> EXERCISE OBJECTIVE
An exact restatement of the entire listing is needed, excluding all images.

> MATERIAL SHOWN
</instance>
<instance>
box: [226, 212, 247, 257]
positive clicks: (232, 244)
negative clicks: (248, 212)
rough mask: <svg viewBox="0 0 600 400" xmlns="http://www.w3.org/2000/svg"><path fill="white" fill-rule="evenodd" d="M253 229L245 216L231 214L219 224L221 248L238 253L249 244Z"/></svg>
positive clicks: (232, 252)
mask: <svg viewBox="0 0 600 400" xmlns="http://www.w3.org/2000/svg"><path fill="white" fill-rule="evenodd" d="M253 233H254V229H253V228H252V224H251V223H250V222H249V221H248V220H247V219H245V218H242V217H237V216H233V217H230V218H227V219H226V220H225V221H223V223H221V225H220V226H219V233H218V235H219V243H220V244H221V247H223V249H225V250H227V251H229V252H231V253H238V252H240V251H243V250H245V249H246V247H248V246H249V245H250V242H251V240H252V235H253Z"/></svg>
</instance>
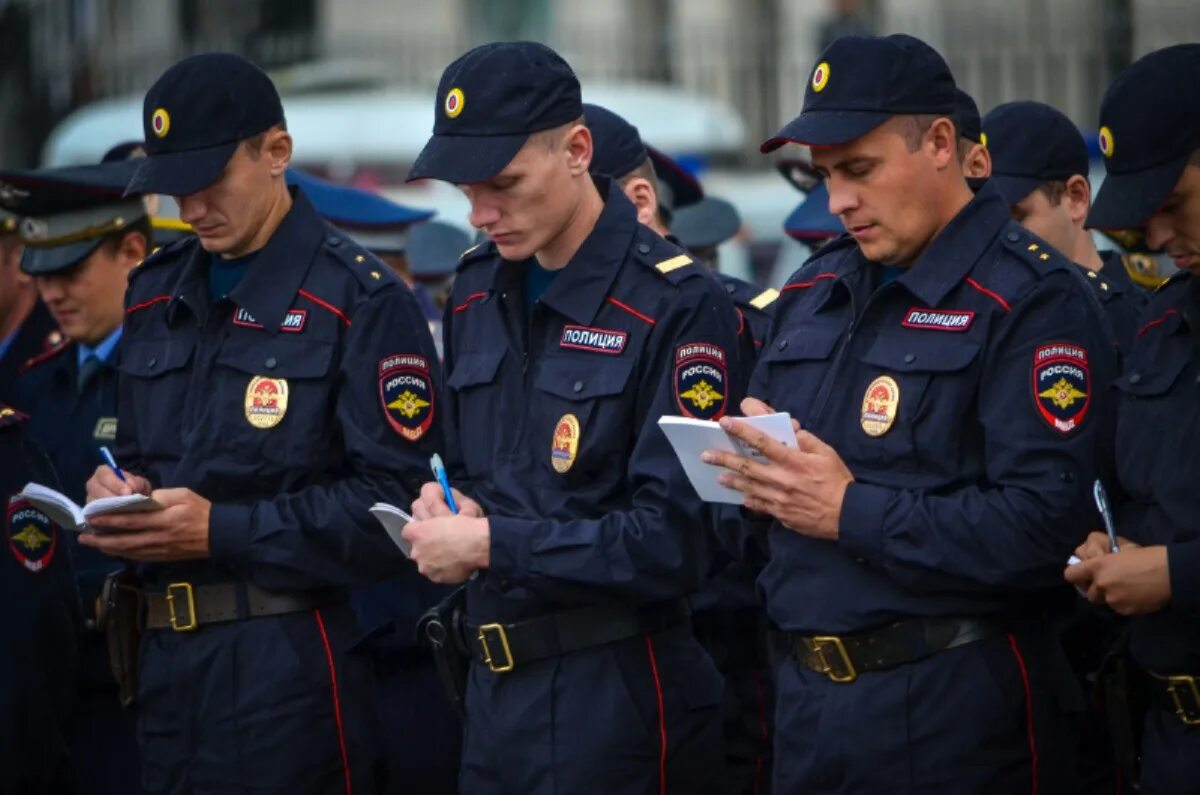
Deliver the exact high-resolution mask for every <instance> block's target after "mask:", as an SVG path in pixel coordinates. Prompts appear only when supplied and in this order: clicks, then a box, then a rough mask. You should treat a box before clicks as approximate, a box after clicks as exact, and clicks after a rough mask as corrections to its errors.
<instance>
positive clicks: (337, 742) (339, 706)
mask: <svg viewBox="0 0 1200 795" xmlns="http://www.w3.org/2000/svg"><path fill="white" fill-rule="evenodd" d="M312 614H313V615H314V616H317V629H319V630H320V641H322V642H323V644H325V658H326V659H328V660H329V681H330V683H331V685H332V686H334V721H335V722H336V723H337V746H338V748H340V749H341V752H342V772H343V773H344V775H346V795H350V793H352V789H350V757H349V754H347V753H346V733H344V731H343V730H342V703H341V700H338V698H337V669H336V668H334V650H332V648H331V647H330V645H329V635H326V634H325V621H324V618H322V617H320V610H313V611H312Z"/></svg>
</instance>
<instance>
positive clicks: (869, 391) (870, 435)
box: [858, 376, 900, 436]
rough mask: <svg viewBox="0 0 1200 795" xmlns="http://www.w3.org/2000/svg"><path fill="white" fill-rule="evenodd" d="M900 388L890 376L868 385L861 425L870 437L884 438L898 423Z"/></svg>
mask: <svg viewBox="0 0 1200 795" xmlns="http://www.w3.org/2000/svg"><path fill="white" fill-rule="evenodd" d="M899 408H900V387H899V384H896V382H895V379H894V378H892V377H890V376H880V377H878V378H876V379H875V381H872V382H871V383H870V384H868V385H866V394H865V395H863V413H862V414H860V416H859V420H858V422H859V423H860V424H862V426H863V431H864V432H865V434H866V435H868V436H883V435H884V434H887V432H888V430H889V429H890V428H892V424H893V423H894V422H896V410H899Z"/></svg>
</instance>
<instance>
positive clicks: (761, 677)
mask: <svg viewBox="0 0 1200 795" xmlns="http://www.w3.org/2000/svg"><path fill="white" fill-rule="evenodd" d="M750 674H751V675H752V676H754V693H755V700H756V701H757V704H758V734H760V735H762V746H763V748H766V747H767V742H768V740H769V739H770V737H769V731H768V730H767V699H766V698H763V693H762V677H761V676H758V669H757V668H754V669H751V670H750ZM764 755H766V754H763V753H762V752H760V753H757V754H755V758H754V795H758V794H760V793H761V791H762V766H763V763H764V761H766V760H764Z"/></svg>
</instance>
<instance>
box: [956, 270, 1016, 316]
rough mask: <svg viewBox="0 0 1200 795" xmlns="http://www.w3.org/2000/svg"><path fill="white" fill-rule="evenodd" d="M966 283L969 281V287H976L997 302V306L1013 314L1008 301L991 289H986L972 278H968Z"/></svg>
mask: <svg viewBox="0 0 1200 795" xmlns="http://www.w3.org/2000/svg"><path fill="white" fill-rule="evenodd" d="M966 281H967V283H968V285H971V286H972V287H974V288H976V289H978V291H979V292H980V293H983V294H984V295H986V297H988V298H990V299H992V300H994V301H996V303H997V304H1000V305H1001V306H1003V307H1004V311H1006V312H1012V311H1013V307H1012V306H1009V305H1008V301H1006V300H1004V299H1003V298H1001V297H1000V295H998V294H996V293H994V292H991V291H990V289H988V288H986V287H984V286H983V285H980V283H979V282H977V281H976V280H974V279H971V276H967V280H966Z"/></svg>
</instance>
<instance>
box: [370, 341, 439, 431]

> ANSWER BOX
</instance>
<instance>
box: [226, 212, 247, 257]
positive clicks: (232, 244)
negative clicks: (248, 212)
rough mask: <svg viewBox="0 0 600 400" xmlns="http://www.w3.org/2000/svg"><path fill="white" fill-rule="evenodd" d="M253 229L245 216L231 214L219 224L221 248L238 253L249 244Z"/></svg>
positive clicks: (232, 252)
mask: <svg viewBox="0 0 600 400" xmlns="http://www.w3.org/2000/svg"><path fill="white" fill-rule="evenodd" d="M253 233H254V229H253V228H252V224H251V223H250V222H249V221H248V220H247V219H245V218H242V217H237V216H233V217H230V218H227V219H226V220H225V221H223V223H221V225H220V226H219V233H218V235H219V243H220V244H221V247H223V249H225V250H227V251H229V252H231V253H238V252H240V251H243V250H245V249H246V247H248V246H249V245H250V242H251V240H252V235H253Z"/></svg>
</instance>
Deliver the exact high-resolution mask for every <instance> block's target after "mask:", as an SVG path in pixel coordinates. Prompts appear only when supplied and in this order: clicks, then a box, then a rough mask. You should treat a box before clicks as approximate, a box after clicks as exact, and clicks after a rough mask as corrections to its errors.
<instance>
positive clicks: (337, 742) (339, 706)
mask: <svg viewBox="0 0 1200 795" xmlns="http://www.w3.org/2000/svg"><path fill="white" fill-rule="evenodd" d="M312 614H313V615H314V616H317V629H319V630H320V641H322V642H323V644H325V658H326V659H328V660H329V681H330V683H331V685H332V686H334V721H335V722H336V723H337V746H338V748H340V749H341V752H342V772H343V773H344V775H346V795H350V793H352V789H350V757H349V754H347V753H346V733H344V731H343V730H342V703H341V700H338V698H337V669H336V668H334V650H332V648H331V647H330V645H329V635H326V634H325V621H324V618H322V617H320V610H313V611H312Z"/></svg>
</instance>
<instance>
positive clicks: (869, 391) (870, 435)
box: [858, 376, 900, 436]
rough mask: <svg viewBox="0 0 1200 795" xmlns="http://www.w3.org/2000/svg"><path fill="white" fill-rule="evenodd" d="M900 388L890 376L868 385L861 425L870 437L884 438L898 423Z"/></svg>
mask: <svg viewBox="0 0 1200 795" xmlns="http://www.w3.org/2000/svg"><path fill="white" fill-rule="evenodd" d="M899 408H900V387H899V384H896V382H895V379H894V378H892V377H890V376H880V377H878V378H876V379H875V381H872V382H871V383H870V384H868V385H866V394H865V395H863V413H862V414H860V416H859V420H858V422H859V423H860V424H862V426H863V431H864V432H865V434H866V435H868V436H883V435H884V434H887V432H888V430H889V429H890V428H892V424H893V423H894V422H896V410H899Z"/></svg>
</instance>
<instance>
positive clicks: (761, 677)
mask: <svg viewBox="0 0 1200 795" xmlns="http://www.w3.org/2000/svg"><path fill="white" fill-rule="evenodd" d="M750 674H751V675H752V676H754V693H755V700H756V701H757V704H758V734H760V735H762V746H763V748H766V747H767V742H768V740H769V739H770V737H769V731H768V730H767V699H766V698H763V693H762V677H761V676H758V669H757V668H754V669H751V670H750ZM764 755H766V754H763V753H762V752H760V753H757V754H755V758H754V795H758V794H760V793H761V791H762V766H763V763H764V761H766V760H764Z"/></svg>
</instance>
<instance>
box: [956, 270, 1016, 316]
rough mask: <svg viewBox="0 0 1200 795" xmlns="http://www.w3.org/2000/svg"><path fill="white" fill-rule="evenodd" d="M966 283L969 281V287H976L997 302V306L1013 314L1008 301L991 289H986L972 278H968Z"/></svg>
mask: <svg viewBox="0 0 1200 795" xmlns="http://www.w3.org/2000/svg"><path fill="white" fill-rule="evenodd" d="M966 281H967V283H968V285H971V286H972V287H974V288H976V289H978V291H979V292H980V293H983V294H984V295H986V297H988V298H990V299H992V300H994V301H996V303H997V304H1000V305H1001V306H1003V307H1004V311H1006V312H1012V311H1013V307H1012V306H1009V305H1008V301H1006V300H1004V299H1003V298H1001V297H1000V295H998V294H996V293H994V292H991V291H990V289H988V288H986V287H984V286H983V285H980V283H979V282H977V281H976V280H974V279H971V276H967V280H966Z"/></svg>
</instance>
<instance>
box: [370, 341, 439, 431]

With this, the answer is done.